● **任务**: 说出下面的行里有几行带有“positive”这个词，只写数字。

● **某个合集里的记录**:
-*-

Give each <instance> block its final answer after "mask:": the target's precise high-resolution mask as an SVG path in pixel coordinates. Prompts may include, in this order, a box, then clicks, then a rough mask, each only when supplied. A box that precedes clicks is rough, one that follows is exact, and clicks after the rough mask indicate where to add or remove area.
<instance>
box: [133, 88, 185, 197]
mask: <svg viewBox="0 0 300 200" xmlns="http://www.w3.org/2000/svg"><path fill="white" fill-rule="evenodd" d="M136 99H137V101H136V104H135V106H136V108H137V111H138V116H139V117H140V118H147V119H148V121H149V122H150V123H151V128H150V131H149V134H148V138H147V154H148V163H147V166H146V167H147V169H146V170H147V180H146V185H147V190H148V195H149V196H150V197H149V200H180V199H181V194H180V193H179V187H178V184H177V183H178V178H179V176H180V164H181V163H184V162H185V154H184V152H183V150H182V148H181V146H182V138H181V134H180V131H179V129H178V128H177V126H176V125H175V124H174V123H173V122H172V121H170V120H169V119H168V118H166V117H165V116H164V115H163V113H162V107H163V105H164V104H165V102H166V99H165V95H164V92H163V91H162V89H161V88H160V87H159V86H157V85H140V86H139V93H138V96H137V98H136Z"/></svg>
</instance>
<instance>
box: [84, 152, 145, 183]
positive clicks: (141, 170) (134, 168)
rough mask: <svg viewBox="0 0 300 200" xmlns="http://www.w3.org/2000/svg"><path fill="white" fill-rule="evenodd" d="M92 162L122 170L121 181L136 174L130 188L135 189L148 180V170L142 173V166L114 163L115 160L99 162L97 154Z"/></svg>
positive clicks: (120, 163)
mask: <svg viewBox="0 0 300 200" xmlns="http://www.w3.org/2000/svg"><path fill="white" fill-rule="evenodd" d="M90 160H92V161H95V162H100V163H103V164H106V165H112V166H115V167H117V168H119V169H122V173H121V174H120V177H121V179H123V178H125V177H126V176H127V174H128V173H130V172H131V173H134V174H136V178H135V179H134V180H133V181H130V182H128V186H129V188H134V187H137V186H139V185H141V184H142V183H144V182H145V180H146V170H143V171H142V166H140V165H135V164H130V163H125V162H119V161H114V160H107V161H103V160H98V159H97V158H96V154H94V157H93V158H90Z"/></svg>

-*-

● **回答**: 2